> Work instructions
Copy the part of the post on curative fantasies that begins at "Wednesday, May 4, 2011" and stops after "I ever was.", swapping "peaceful" for "content".

> Document segment
Wednesday, May 4, 2011

Curative Fantasies

As I was reading Barry Magid's article "Ordinary Mind" in Psychoanalysis and Buddhism, I was reminded of what I think is Magid's greatest contributions to Zen: his identification of "curative fantasies." That's the name he gives to our secret motives for practicing, and probably coming to Buddhism in the first place. Perhaps it's to calm down or relax, lower our stress levels, overcome unpleasant emotions, or just plain old space out.

For me, it was the desire to become peaceful. I thought that Buddhism was an ancient form of self help, sprinkled with mind-bending meditation techniques. Images of beatific yogis and serene Buddhas came to mind. Count me in! I thought. And boy was I surprised when I didn't reach enlightenment in a week or even feel any different. To be honest, I'm just as tense, stressed, and angry as I ever was.

Ram Dass once said something to the effect that, "I'm just as neurotic as ever; now I'm just aware of how neurotic I am." Me too.

> Data under study
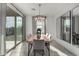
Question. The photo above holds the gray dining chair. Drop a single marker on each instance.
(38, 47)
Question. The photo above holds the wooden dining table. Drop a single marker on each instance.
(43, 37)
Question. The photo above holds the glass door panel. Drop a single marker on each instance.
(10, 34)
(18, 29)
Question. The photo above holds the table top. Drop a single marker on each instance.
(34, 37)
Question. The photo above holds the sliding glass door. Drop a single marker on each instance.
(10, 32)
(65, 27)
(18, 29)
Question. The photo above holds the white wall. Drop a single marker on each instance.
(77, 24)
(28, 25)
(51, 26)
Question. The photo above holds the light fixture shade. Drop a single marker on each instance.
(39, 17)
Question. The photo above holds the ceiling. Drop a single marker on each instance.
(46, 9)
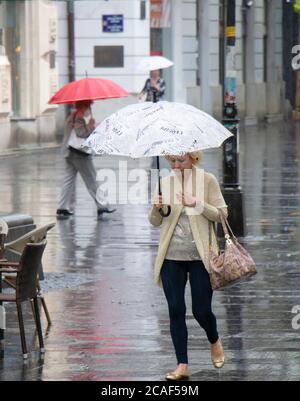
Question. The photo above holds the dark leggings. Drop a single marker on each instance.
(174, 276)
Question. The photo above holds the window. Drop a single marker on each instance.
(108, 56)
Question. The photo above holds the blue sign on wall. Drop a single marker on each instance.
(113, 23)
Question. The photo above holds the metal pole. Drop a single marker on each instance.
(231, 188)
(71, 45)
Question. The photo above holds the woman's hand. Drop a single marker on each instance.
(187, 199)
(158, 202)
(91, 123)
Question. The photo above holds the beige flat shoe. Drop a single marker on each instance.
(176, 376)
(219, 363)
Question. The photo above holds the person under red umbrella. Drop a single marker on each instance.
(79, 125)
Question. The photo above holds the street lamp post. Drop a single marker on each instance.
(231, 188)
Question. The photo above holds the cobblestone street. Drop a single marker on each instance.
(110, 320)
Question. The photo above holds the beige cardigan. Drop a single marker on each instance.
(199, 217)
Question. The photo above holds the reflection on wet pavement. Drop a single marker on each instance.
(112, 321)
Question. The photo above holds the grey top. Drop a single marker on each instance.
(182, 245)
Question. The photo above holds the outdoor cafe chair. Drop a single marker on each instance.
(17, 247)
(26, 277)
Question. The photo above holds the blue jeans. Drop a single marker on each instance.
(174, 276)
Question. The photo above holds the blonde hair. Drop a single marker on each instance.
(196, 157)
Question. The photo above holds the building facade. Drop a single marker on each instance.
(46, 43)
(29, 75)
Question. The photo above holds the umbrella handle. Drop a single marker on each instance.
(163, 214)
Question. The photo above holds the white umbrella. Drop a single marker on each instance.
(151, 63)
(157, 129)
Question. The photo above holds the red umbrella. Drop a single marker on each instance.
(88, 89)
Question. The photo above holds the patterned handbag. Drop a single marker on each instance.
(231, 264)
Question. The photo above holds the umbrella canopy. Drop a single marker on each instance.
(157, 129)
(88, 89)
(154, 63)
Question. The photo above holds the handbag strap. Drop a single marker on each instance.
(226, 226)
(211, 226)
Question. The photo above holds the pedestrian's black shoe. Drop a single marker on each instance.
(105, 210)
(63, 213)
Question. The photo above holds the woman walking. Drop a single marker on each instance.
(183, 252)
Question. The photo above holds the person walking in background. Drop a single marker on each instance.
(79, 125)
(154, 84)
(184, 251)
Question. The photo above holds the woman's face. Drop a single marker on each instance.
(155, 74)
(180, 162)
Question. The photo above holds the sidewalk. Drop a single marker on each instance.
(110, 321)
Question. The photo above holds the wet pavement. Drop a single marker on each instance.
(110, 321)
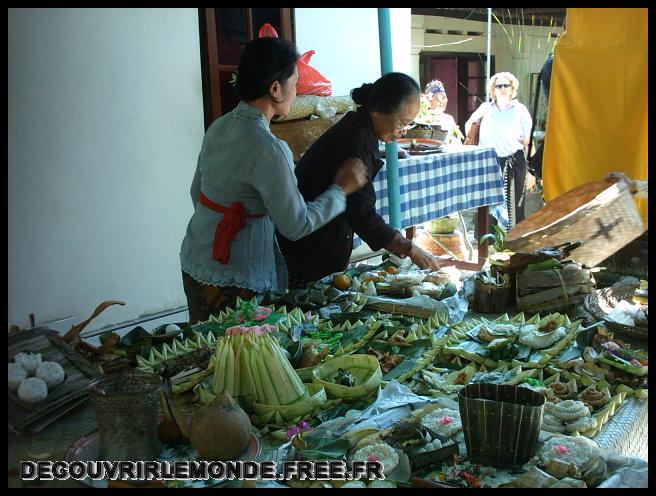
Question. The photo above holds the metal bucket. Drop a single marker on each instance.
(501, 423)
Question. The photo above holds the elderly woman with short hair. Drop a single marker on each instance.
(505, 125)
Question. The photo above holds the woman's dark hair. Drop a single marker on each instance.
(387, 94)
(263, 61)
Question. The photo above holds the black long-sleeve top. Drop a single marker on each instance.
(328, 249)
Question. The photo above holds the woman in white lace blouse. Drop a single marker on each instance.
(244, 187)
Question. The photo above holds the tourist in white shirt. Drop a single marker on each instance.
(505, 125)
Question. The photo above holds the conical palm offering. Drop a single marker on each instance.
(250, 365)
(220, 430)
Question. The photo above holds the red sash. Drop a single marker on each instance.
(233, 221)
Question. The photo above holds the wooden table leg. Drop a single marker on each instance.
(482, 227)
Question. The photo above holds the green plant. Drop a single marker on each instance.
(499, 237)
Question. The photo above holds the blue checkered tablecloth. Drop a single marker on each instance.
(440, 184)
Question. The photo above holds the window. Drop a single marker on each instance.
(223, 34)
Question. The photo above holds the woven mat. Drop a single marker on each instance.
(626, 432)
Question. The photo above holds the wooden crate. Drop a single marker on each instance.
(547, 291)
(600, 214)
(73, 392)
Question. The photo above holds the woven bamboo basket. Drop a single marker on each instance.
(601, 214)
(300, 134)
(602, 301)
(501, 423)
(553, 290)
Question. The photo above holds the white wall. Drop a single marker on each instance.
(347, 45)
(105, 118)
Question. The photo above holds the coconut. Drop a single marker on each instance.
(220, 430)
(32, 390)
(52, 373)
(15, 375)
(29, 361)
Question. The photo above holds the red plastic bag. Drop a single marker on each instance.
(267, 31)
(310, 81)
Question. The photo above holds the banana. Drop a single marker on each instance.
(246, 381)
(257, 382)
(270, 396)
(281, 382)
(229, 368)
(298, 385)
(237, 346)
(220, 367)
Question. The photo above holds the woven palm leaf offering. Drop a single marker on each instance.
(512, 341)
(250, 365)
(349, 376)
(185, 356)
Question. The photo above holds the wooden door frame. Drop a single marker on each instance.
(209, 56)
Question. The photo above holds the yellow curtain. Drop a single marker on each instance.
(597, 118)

> Expected answer
Wednesday, May 4, 2011

Curative Fantasies

As I was reading Barry Magid's article "Ordinary Mind" in Psychoanalysis and Buddhism, I was reminded of what I think is Magid's greatest contributions to Zen: his identification of "curative fantasies." That's the name he gives to our secret motives for practicing, and probably coming to Buddhism in the first place. Perhaps it's to calm down or relax, lower our stress levels, overcome unpleasant emotions, or just plain old space out.

For me, it was the desire to become content. I thought that Buddhism was an ancient form of self help, sprinkled with mind-bending meditation techniques. Images of beatific yogis and serene Buddhas came to mind. Count me in! I thought. And boy was I surprised when I didn't reach enlightenment in a week or even feel any different. To be honest, I'm just as tense, stressed, and angry as I ever was.